Your answer must be an exact transcription of every entry.

------------------------------------------------------------------------

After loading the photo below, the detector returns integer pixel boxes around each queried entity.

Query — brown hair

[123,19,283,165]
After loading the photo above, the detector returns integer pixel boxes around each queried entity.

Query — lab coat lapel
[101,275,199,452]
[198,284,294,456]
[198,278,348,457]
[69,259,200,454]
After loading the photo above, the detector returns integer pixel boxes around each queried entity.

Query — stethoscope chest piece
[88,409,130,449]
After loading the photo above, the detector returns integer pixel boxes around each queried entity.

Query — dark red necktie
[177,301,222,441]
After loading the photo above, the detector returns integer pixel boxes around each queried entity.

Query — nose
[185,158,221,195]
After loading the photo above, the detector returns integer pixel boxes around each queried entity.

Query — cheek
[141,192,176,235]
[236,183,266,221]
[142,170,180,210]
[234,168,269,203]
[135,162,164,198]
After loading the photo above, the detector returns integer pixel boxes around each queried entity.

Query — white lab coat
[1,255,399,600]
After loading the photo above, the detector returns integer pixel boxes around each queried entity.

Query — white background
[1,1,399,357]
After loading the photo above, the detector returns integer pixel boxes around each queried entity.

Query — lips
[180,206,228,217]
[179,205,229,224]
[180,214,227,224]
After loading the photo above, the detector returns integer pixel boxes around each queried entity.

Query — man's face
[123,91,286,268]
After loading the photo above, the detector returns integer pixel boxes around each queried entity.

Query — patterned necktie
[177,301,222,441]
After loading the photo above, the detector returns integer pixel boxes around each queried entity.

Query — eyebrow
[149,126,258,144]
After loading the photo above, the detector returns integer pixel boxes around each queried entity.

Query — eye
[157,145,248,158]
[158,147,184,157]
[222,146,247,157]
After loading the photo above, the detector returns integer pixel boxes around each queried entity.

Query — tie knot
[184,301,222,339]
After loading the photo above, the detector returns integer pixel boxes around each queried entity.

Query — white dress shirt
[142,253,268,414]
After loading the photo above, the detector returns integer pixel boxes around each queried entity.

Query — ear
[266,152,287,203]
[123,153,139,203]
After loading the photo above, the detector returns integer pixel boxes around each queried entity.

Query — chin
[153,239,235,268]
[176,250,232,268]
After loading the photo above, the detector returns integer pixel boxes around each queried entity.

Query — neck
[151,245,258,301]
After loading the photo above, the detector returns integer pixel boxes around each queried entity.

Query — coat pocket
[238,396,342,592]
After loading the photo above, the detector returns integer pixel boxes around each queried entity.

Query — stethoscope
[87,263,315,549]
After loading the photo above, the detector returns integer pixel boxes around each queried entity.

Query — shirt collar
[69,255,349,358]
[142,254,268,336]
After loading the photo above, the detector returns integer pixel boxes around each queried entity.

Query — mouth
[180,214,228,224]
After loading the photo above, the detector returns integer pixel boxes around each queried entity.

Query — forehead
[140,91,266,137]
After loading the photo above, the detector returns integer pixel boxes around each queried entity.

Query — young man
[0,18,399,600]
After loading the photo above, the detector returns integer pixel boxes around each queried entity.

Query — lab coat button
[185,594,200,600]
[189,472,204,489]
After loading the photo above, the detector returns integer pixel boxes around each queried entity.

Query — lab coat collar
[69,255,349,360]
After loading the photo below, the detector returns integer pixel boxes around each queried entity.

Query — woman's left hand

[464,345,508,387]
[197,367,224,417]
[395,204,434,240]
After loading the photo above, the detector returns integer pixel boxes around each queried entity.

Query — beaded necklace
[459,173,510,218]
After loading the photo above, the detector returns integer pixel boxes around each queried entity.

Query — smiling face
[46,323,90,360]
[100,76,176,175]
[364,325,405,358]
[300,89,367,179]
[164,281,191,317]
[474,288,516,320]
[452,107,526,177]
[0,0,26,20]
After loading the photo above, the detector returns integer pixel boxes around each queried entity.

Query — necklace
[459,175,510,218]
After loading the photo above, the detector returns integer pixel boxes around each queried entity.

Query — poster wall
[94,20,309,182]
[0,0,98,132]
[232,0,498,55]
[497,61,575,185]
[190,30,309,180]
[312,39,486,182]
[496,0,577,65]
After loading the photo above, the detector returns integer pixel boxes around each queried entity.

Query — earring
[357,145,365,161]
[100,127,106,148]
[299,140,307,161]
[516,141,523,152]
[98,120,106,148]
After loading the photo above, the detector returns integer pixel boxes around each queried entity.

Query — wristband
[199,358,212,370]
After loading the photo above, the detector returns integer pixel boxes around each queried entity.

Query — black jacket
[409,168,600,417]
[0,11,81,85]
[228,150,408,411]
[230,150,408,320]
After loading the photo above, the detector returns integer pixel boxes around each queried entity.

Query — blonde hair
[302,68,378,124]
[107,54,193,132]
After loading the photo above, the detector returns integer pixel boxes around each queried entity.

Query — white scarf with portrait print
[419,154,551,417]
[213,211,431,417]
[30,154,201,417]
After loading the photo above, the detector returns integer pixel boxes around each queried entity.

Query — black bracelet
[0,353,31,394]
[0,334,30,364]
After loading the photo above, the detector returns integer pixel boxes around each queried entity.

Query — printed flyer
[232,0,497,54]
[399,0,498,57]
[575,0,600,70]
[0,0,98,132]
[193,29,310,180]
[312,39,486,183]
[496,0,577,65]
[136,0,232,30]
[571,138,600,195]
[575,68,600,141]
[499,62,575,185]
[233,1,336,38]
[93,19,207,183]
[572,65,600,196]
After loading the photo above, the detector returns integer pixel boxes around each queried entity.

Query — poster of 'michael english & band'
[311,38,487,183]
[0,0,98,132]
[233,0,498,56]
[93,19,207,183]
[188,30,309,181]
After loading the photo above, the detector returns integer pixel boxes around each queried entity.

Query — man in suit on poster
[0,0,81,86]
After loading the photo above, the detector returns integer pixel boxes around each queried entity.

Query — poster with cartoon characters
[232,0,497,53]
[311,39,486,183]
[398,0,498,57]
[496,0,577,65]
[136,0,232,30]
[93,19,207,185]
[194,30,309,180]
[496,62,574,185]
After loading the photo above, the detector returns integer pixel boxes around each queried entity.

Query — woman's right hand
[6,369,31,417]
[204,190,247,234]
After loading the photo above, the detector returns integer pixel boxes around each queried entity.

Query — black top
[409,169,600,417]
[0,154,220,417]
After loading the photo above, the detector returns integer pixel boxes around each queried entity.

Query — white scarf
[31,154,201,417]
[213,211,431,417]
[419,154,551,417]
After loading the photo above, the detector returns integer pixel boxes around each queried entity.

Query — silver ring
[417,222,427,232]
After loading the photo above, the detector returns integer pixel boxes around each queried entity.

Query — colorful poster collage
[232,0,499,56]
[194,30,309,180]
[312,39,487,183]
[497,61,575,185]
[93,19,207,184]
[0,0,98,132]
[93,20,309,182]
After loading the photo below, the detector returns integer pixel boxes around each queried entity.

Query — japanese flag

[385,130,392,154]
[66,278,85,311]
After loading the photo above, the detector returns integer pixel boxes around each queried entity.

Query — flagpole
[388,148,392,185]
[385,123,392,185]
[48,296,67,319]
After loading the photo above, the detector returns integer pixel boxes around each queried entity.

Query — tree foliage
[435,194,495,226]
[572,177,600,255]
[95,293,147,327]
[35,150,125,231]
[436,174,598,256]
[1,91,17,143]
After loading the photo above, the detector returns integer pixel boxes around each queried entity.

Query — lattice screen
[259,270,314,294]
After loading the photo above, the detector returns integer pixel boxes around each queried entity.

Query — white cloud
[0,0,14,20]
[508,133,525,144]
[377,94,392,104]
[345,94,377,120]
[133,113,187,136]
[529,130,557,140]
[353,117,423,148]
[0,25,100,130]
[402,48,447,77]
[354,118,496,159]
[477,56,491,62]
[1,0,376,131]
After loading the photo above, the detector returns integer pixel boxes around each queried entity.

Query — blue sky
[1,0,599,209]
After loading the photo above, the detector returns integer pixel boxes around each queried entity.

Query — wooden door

------------------------------------------------------------------------

- _Your response_
After loading the photo below, the detector returns integer pixel boxes around each queried entity.

Query — brown hair

[123,19,283,165]
After loading the photo above, the detector returns integer pixel boxes around each queried entity.

Query — lab coat lapel
[101,275,199,452]
[198,284,294,456]
[198,278,348,457]
[69,259,200,454]
After loading the photo above, the detector returns integer pixel boxes around each queried entity.

Query — stethoscope chest piece
[88,409,130,449]
After loading the photo above, the detector returns integer pixel boxes around each queried entity.

Query — dark red necktie
[177,301,222,441]
After loading the photo above, the detector returns integer pixel boxes around each queried entity.

Query — nose
[185,158,221,195]
After loading the photo above, the detector returns integer pixel boxes around each queried entity.

Query — cheek
[141,192,176,235]
[236,183,266,221]
[142,170,180,210]
[234,168,269,203]
[135,162,164,198]
After loading the photo above, the detector returns integer pixel boxes around each queried entity.

Query — white lab coat
[1,255,399,600]
After loading the photo above, the detector returns integer pixel boxes around each queried entity.

Query — white background
[1,1,399,357]
After loading the photo above, the detector returns integer pixel boxes around each queried entity.

Query — lips
[180,206,228,217]
[179,205,229,224]
[180,214,227,224]
After loading the photo above, the detector returns integer pixel boxes around each queried entity.

Query — man's face
[123,91,286,268]
After loading the photo above, the detector returns integer pixel boxes around each queried entity.

Query — patterned necktie
[177,301,222,441]
After loading the photo above, the detector returns integer pixel boxes around each queried entity.

Query — eyebrow
[149,126,258,144]
After loading the photo above, the detector returns integer pixel boxes around each queried entity.

Query — eye
[157,145,248,158]
[158,147,184,157]
[222,146,247,157]
After loading the photo above, the detector returns integer pixel boxes around each queried entity.

Query — tie knot
[184,301,222,339]
After loading the photo above, the detector returns integer pixel boxes around each queried entity.

Query — white dress shirt
[142,253,268,414]
After loading the photo above, the detector returns integer pixel boxes around each queried entity.

Query — ear
[266,152,287,203]
[123,153,139,203]
After loading the photo above, the detector returns integer pixel boxes around each queried entity.

Query — chin
[153,239,235,268]
[176,250,232,268]
After loading the photo above, the detector returns integer pixel boxes around each queried entity.

Query — neck
[151,245,258,301]
After loading the photo above, the detector returns integer pixel boxes around each queried entity.

Query — coat pocket
[238,396,342,592]
After loading the photo above, the detector returns integer pixel boxes around each queried entity.

Query — stethoscope
[87,263,315,549]
After loading the photo above, the detector returns integer pixel boxes around each queried entity.

Query — shirt collar
[69,255,349,358]
[142,254,268,336]
After loading the photo above, the detector returns integer pixel boxes around each queried entity.

Query — mouth
[180,214,228,224]
After loading the photo above, the detector returns integer pixel boxes around each queried entity.

Query — forehead
[140,91,266,137]
After loading the photo above, the detector returns integer pixel boxes around each queried entity.

Query — young man
[0,18,399,600]
After loading the photo above, the detector returns integer pixel boxes around each queried entity.

Query — lab coat button
[185,594,200,600]
[189,472,204,489]
After loading the photo above, the detector returns integer pixel boxes around each queried entity.

Query — lab coat collar
[69,255,349,360]
After loading the photo below, the detector returns integer pixel boxes around each queried entity.

Query — woman's left hand

[464,345,508,387]
[197,367,224,417]
[395,204,434,240]
After loading the photo above, the detector returns integer pixel boxes around each queried entity.

Query — beaded necklace
[459,173,510,218]
After loading the photo above, the detector returns integer pixel boxes around each queried entity.

Query — smiling face
[46,323,90,360]
[100,76,176,175]
[364,325,405,358]
[300,89,367,179]
[164,281,191,317]
[474,288,516,320]
[452,107,526,177]
[0,0,26,20]
After loading the photo above, the detector returns integer pixel boxes around each queried entity.

Query — necklace
[459,175,510,218]
After loading the photo above, the detector returns integer pixel boxes around each queried entity.

Query — poster wall
[94,20,309,182]
[0,0,98,132]
[232,0,498,55]
[497,61,575,185]
[190,30,309,180]
[312,39,486,182]
[496,0,577,65]
After loading the photo above, the detector returns integer pixel boxes around each queried entity.

Query — earring
[357,145,365,161]
[100,127,106,148]
[299,140,307,161]
[516,141,523,152]
[98,120,106,148]
After loading the photo above, the detector returns integer pixel boxes around each queried entity.

Query — wristband
[199,358,212,370]
After loading the photo above, the detector returns integer pixel boxes around each queried entity.

Query — black jacket
[409,168,600,417]
[0,11,81,85]
[228,150,408,411]
[230,150,408,320]
After loading the photo above, the detector returns integer pixel boxes around each queried entity.

Query — blonde hair
[302,68,378,124]
[107,54,193,132]
After loading the photo above, the detector returns integer pixel boxes around each queried entity.

Query — white scarf with portrait print
[419,154,551,417]
[213,211,431,417]
[30,154,201,417]
After loading the photo above, the detector returns integer pixel boxes around each queried entity.

Query — black bracelet
[0,353,31,394]
[0,334,30,364]
After loading the photo above, the detector returns integer pixel boxes around each queried entity.

Query — printed flyer
[232,0,497,54]
[399,0,498,57]
[575,0,600,70]
[0,0,98,132]
[193,29,310,180]
[312,39,486,183]
[496,0,577,65]
[136,0,232,30]
[571,138,600,195]
[575,68,600,141]
[499,62,575,185]
[233,1,336,38]
[93,19,207,183]
[572,65,600,196]
After loading the photo above, the detector returns integer pixel boxes around each queried entity.

Query — poster of 'michael english & band'
[311,38,487,183]
[0,0,98,132]
[233,0,498,56]
[93,19,207,183]
[188,30,309,181]
After loading the photo above, the detector returns integer pixel boxes around each queried entity.

Query — man in suit on poster
[0,0,81,86]
After loading the photo above, the detector returns integer pixel boxes around each queried entity.

Query — poster with cartoon characters
[232,0,497,53]
[311,39,486,183]
[398,0,498,57]
[496,0,577,65]
[136,0,232,30]
[93,19,207,185]
[194,30,309,180]
[496,62,574,185]
After loading the photo above, the detector returns integer pixel boxes around each queried entity.

Query — woman's right hand
[6,369,31,417]
[204,190,247,234]
After loading the photo above, the detector returns integer pixel boxes around each queried entity.

Query — black top
[409,169,600,417]
[0,154,220,417]
After loading the photo above, the detector returns integer pixel boxes around each queried entity.

Query — white scarf
[31,154,201,417]
[213,211,431,417]
[419,154,551,417]
After loading the photo above, the detector returns integer pixel boxes around each queried entity.

Query — silver ring
[417,222,427,232]
After loading the photo above, the detector returns integer pixel boxes around each queried entity.

Query — colorful poster collage
[232,0,499,56]
[194,30,309,180]
[312,39,487,183]
[497,61,575,185]
[93,19,207,184]
[0,0,98,132]
[93,20,309,182]
After loading the photo below, the detector returns integer pixel boxes around each queried entity.

Query — japanese flag

[385,130,392,154]
[66,278,85,311]
After loading the photo above, the detector returns integer pixel boxes around each queried entity.

Query — flagpole
[388,148,392,185]
[385,123,392,185]
[48,296,67,319]
After loading the photo above, the detector returns integer pixel boxes around each queried entity.

Query — tree foliage
[435,194,495,226]
[572,177,600,255]
[95,293,147,327]
[35,150,125,231]
[436,174,598,256]
[1,91,17,143]
After loading the photo above, the detector returns integer pixel boxes around each queried entity.

Query — lattice screen
[259,270,314,294]
After loading the photo above, the detector returns integer pixel boxes around each queried entity.

Query — white cloud
[0,0,14,20]
[508,133,525,144]
[377,94,392,104]
[345,94,377,120]
[133,113,187,136]
[529,130,557,140]
[353,117,423,148]
[0,25,100,130]
[402,48,447,77]
[354,118,496,159]
[477,56,491,62]
[1,0,376,131]
After loading the photo above, the detector returns integer pixel boxes around each queried entity.

Query — blue sky
[1,0,599,209]
After loading the photo above, the detector returns integer pixel boxes around each queried entity.

Query — wooden door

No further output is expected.